* _Aim of the exercise_:
Collect and copy every line of the material below that contains the word "roof". Only matches with the same uppercase and lowercase letters count.
** Begin Records shown **
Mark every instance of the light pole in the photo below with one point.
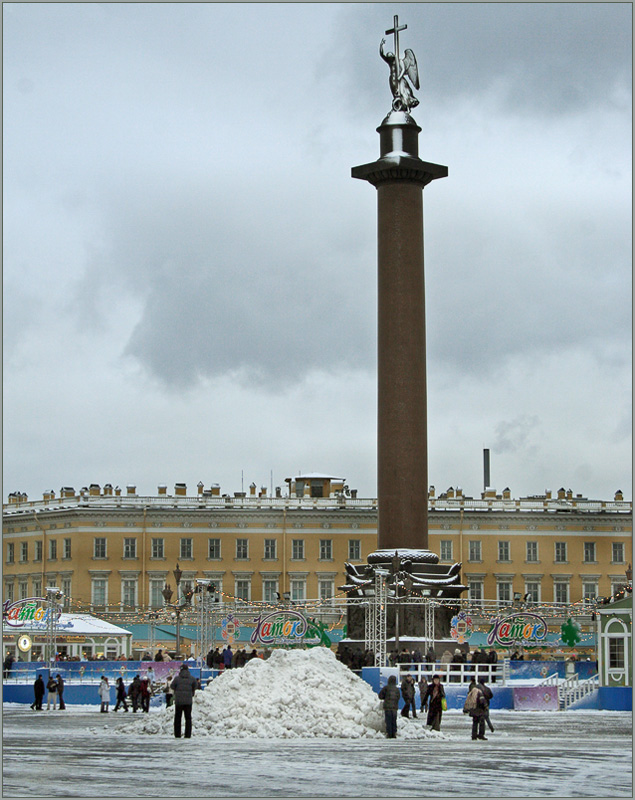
(53, 594)
(176, 614)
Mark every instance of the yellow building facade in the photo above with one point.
(115, 551)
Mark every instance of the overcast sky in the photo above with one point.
(190, 270)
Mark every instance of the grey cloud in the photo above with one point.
(538, 59)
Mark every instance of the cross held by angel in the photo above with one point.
(402, 70)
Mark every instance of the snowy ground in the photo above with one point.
(78, 753)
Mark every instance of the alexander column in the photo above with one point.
(413, 572)
(399, 176)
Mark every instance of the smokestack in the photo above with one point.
(486, 469)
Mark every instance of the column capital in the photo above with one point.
(399, 169)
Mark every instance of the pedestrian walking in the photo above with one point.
(104, 694)
(134, 690)
(7, 664)
(38, 692)
(423, 688)
(184, 686)
(390, 695)
(408, 694)
(477, 706)
(144, 694)
(60, 691)
(120, 691)
(435, 697)
(51, 686)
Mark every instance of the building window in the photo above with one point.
(617, 552)
(98, 592)
(157, 548)
(504, 591)
(326, 589)
(298, 588)
(185, 549)
(475, 591)
(616, 653)
(503, 551)
(129, 592)
(532, 552)
(99, 547)
(326, 549)
(589, 553)
(270, 590)
(156, 588)
(354, 549)
(475, 550)
(129, 548)
(532, 590)
(561, 592)
(243, 589)
(589, 591)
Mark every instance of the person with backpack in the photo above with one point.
(390, 695)
(435, 699)
(477, 706)
(51, 686)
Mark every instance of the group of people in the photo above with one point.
(55, 688)
(433, 700)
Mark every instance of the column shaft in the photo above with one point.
(402, 449)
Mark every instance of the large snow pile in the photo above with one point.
(293, 694)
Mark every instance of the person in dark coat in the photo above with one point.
(434, 697)
(408, 694)
(38, 691)
(145, 691)
(120, 691)
(60, 691)
(134, 690)
(390, 695)
(7, 664)
(480, 712)
(184, 686)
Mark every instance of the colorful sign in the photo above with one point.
(230, 628)
(522, 627)
(288, 628)
(571, 632)
(461, 629)
(29, 612)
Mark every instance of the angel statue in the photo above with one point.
(401, 69)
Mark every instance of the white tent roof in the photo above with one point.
(80, 624)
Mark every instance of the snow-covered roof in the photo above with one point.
(315, 476)
(81, 624)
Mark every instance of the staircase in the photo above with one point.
(571, 689)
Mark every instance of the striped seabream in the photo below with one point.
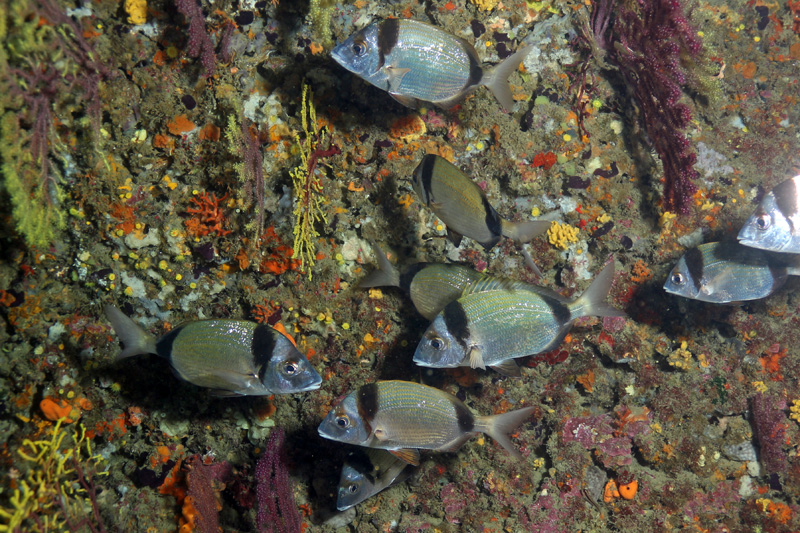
(495, 322)
(366, 472)
(417, 62)
(463, 206)
(404, 417)
(727, 272)
(230, 357)
(775, 225)
(431, 286)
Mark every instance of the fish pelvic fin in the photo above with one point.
(135, 340)
(476, 358)
(496, 78)
(593, 301)
(508, 368)
(523, 232)
(386, 275)
(407, 455)
(499, 426)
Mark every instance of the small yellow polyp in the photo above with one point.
(136, 10)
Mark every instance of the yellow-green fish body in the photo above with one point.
(495, 321)
(463, 206)
(431, 286)
(403, 417)
(230, 357)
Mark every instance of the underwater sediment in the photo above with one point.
(195, 160)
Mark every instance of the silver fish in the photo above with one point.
(496, 321)
(230, 357)
(775, 225)
(417, 62)
(431, 286)
(366, 472)
(463, 207)
(404, 417)
(726, 272)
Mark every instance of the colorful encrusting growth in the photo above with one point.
(167, 160)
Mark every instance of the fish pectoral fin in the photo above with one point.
(408, 455)
(454, 237)
(508, 368)
(407, 101)
(395, 77)
(476, 358)
(223, 393)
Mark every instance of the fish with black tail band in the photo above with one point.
(727, 272)
(417, 62)
(404, 417)
(775, 225)
(230, 357)
(495, 322)
(463, 206)
(432, 286)
(366, 472)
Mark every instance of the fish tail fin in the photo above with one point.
(593, 301)
(386, 275)
(523, 232)
(496, 79)
(499, 426)
(792, 264)
(135, 340)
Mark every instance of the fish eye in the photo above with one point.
(437, 343)
(359, 49)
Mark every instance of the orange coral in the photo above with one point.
(587, 380)
(208, 216)
(629, 490)
(56, 409)
(180, 125)
(277, 259)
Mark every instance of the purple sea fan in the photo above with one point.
(651, 42)
(277, 512)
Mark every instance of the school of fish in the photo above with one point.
(767, 253)
(476, 320)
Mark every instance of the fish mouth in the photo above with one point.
(337, 56)
(312, 386)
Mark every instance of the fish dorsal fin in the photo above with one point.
(508, 368)
(476, 358)
(490, 283)
(454, 237)
(408, 455)
(223, 393)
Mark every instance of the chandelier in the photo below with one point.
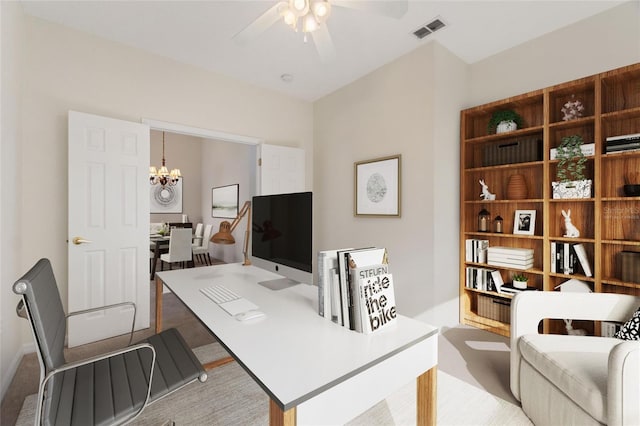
** End Records shown **
* _Right answer_:
Mark every instance of the white tent roof in the photo above with one point.
Mark every instance of the snow-covered roof in the photo above with one point.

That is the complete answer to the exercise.